The above factors and issues encountered in surgical hip intervention have analogues in the shoulder surgery arena. For example, generally the normal glenoid retroversion of a given patient may fall within a range of approximately 20° (5° of anteversion and 15° of retroversion). (The version of the glenoid is defined as the angle between the plane of the glenoid fossa and the plane of the scapula body.) In the pathologic state, glenoid bone loss may result in a much larger range of version angles.
One goal of shoulder surgery may be to modify the pathologic bone to correct pathologic version to be within the normal range or the normal version of the patient's native anatomy before the bone loss occurred. During surgery, and particularly minimally invasive procedures, the plane of the scapula may be difficult or impossible to determine by direct visual inspection, resulting in the need for assistive devices or methods to define both the pathologic version present at the time of surgery and the intended correction angle.
It is generally believed that there is a preferred orientation for the glenoid component to provide a full range of motion and to minimize the risk of dislocation. Some example orientations of the glenoid prosthesis relative to the glenoid face are about 5° of anteversion to about 15° of retroversion; average version is about 1-2° of retroversion. This broadly replicates the natural angle of the glenoid. However, the specific angular orientation of the glenoid portion varies from patient to patient.

(Problems to work on):
1. Reproduce the part of the passage on glenoid version starting with "It is generally" and going on through "patient to patient.".
2. According to the passage on glenoid version, what is the average version of the glenoid prosthesis relative to the glenoid face?
3. Write what comes next in the passage on glenoid version, beginning after its final sentence.
The data that comes after the passage on glenoid version has no connection to it.

(Data listing):

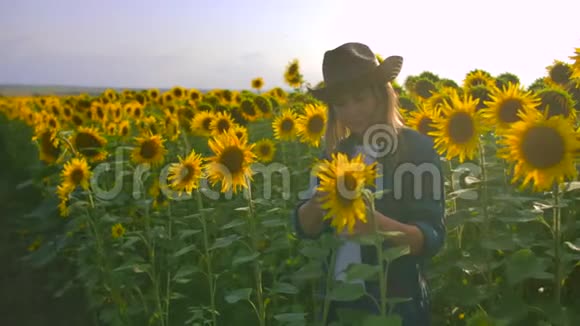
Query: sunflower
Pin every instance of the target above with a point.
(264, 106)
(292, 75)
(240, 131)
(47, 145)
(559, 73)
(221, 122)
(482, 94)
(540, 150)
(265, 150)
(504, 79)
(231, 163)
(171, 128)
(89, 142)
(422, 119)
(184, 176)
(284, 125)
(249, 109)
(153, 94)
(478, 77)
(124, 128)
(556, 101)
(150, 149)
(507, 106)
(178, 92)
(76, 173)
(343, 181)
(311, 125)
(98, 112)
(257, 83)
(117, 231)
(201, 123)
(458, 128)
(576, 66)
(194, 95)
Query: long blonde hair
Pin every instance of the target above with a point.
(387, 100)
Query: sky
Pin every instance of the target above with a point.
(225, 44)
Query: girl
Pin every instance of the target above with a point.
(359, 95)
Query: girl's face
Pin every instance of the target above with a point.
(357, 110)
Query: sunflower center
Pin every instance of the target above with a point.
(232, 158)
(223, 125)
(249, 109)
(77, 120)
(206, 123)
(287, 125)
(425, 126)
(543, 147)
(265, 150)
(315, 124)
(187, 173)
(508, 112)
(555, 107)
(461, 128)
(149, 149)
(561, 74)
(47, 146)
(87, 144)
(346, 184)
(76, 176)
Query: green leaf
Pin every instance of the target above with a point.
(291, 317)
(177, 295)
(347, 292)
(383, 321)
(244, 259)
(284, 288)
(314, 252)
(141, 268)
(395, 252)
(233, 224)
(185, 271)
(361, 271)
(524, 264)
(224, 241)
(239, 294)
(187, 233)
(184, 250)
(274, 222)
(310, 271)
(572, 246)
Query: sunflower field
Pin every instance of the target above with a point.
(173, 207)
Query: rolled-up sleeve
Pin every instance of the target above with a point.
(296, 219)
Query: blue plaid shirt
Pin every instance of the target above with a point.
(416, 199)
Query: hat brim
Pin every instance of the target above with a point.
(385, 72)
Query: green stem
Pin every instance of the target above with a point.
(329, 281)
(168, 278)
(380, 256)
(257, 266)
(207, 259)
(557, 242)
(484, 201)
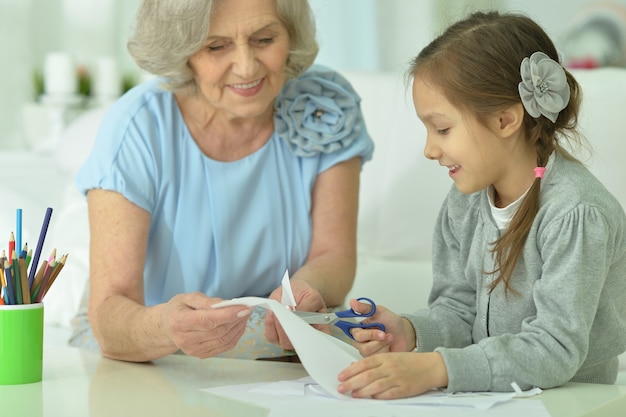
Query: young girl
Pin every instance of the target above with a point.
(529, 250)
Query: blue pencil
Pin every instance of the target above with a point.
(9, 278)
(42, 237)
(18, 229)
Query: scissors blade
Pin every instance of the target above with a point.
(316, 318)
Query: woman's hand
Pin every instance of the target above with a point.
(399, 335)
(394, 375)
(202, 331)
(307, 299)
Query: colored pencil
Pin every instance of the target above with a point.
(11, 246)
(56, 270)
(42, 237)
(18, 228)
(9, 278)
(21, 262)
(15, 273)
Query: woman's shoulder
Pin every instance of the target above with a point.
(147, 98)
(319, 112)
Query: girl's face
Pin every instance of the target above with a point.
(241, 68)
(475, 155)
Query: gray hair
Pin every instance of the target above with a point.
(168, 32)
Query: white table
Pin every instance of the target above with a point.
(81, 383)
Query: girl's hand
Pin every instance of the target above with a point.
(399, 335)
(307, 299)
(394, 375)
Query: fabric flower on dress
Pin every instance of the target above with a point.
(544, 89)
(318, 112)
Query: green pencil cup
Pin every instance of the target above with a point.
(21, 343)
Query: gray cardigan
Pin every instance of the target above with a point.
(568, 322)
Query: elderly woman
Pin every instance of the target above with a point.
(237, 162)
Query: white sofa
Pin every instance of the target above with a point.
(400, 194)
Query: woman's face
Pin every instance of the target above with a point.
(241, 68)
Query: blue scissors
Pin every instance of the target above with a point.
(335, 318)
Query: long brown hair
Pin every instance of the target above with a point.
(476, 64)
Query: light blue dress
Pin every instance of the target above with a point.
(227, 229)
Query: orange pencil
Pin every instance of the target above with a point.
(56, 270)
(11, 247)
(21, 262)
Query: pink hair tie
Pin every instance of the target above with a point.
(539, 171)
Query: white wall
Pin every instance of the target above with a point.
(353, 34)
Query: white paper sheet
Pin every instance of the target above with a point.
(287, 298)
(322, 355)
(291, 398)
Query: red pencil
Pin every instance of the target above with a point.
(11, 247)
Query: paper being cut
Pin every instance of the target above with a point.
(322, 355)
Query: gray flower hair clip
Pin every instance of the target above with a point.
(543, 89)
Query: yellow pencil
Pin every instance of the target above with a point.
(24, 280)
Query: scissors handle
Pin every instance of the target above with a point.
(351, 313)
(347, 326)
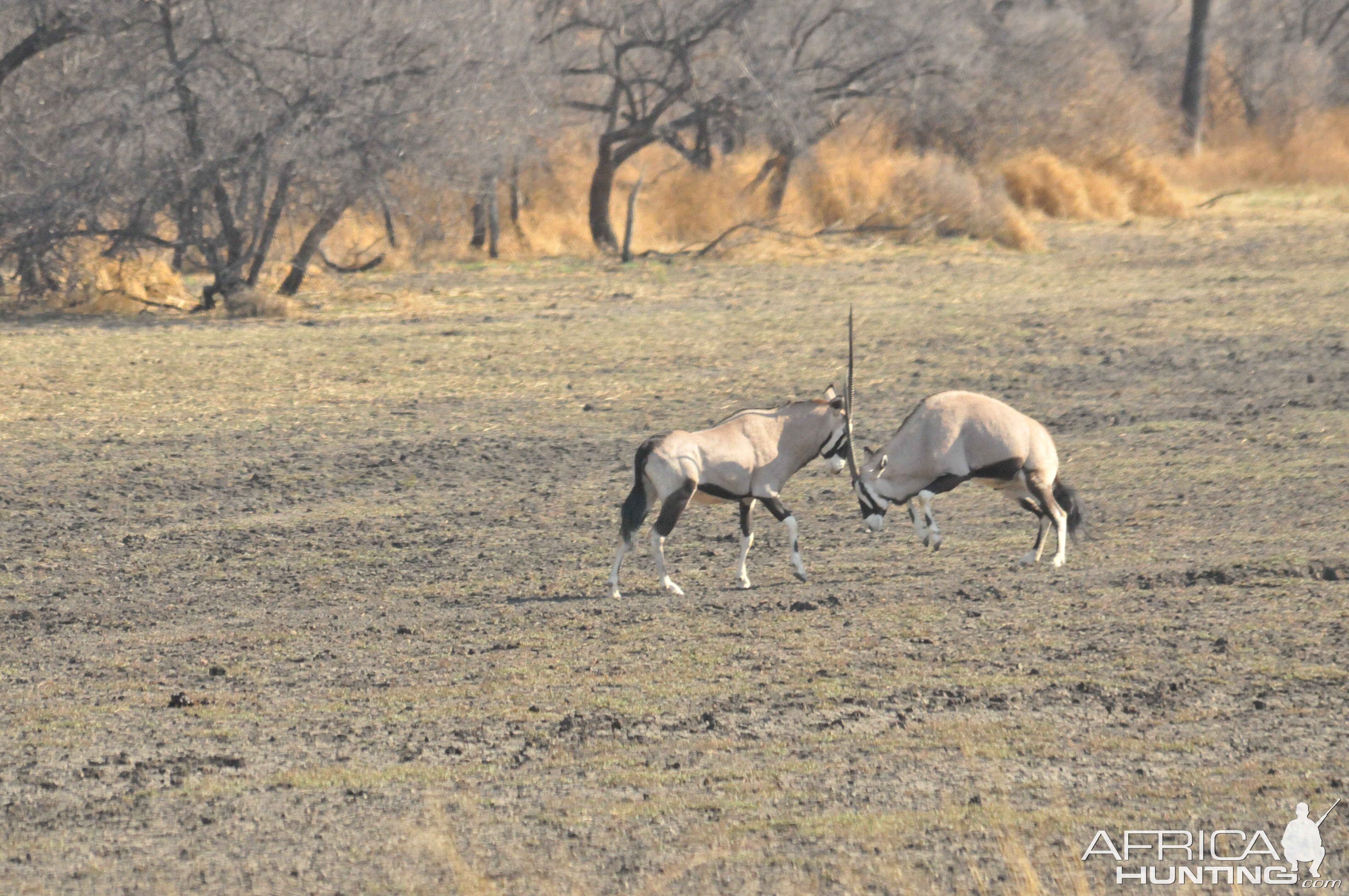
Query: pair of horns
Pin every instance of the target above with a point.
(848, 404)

(Answers below):
1.
It is generally believed that there is a preferred orientation for the glenoid component to provide a full range of motion and to minimize the risk of dislocation. Some example orientations of the glenoid prosthesis relative to the glenoid face are about 5° of anteversion to about 15° of retroversion; average version is about 1-2° of retroversion. This broadly replicates the natural angle of the glenoid. However, the specific angular orientation of the glenoid portion varies from patient to patient.

2. About 1-2° of retroversion.

3.
With a view to overcoming these disadvantages, some arrangements have been recently suggested in which a three-dimensional intraoperative computer imaging surgical navigation system is used to render a model of the patient's bone structure. This model is displayed on a computer screen and the user is provided with intraoperative three-dimensional information as to the desired positioning of the instruments and the glenoid component of the prosthetic implant. However, surgical navigation arrangements of this type are not wholly satisfactory since they generally use only a low number of measured landmark points to register the patient's anatomy and to specify the angle of the prosthetic implant component (e.g., a glenoid component), which may not provide the desired level of accuracy. Further, the information provided by such systems may be difficult to interpret and may even provide the user with a false sense of security. Moreover, these systems are generally expensive to install and operate and also have high user training costs. Various proposals for trial prosthetic joint components have been made in an attempt to overcome the problems associated with accurately locating the acetabular cup portion of the prosthetic implant. While these trial systems may help with checking whether the selected position is correct, they are not well-suited to specify the correct position initially, and thus there still is user desire for a system which may assist a user in placement of prosthetic implant component in a prepared native tissue site.